> EXERCISE INSTRUCTIONS
Can you reproduce all of the records below, request lines included, adjusting every coordinate in the answer points by -52? The requests and their sample coordinates stay as they are.
★ ★ ★ ★ ★ ★ ★
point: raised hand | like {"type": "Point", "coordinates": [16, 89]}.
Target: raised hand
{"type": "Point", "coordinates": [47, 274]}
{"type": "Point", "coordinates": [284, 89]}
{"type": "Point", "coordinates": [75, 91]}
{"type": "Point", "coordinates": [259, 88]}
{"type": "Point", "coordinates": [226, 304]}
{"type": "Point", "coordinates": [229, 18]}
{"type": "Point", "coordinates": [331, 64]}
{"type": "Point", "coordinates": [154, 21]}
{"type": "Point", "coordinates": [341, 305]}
★ ★ ★ ★ ★ ★ ★
> TASK RESULT
point: raised hand | like {"type": "Point", "coordinates": [16, 89]}.
Target: raised hand
{"type": "Point", "coordinates": [-5, 222]}
{"type": "Point", "coordinates": [232, 37]}
{"type": "Point", "coordinates": [23, 39]}
{"type": "Point", "coordinates": [207, 36]}
{"type": "Point", "coordinates": [174, 252]}
{"type": "Point", "coordinates": [177, -34]}
{"type": "Point", "coordinates": [279, 12]}
{"type": "Point", "coordinates": [102, -31]}
{"type": "Point", "coordinates": [289, 253]}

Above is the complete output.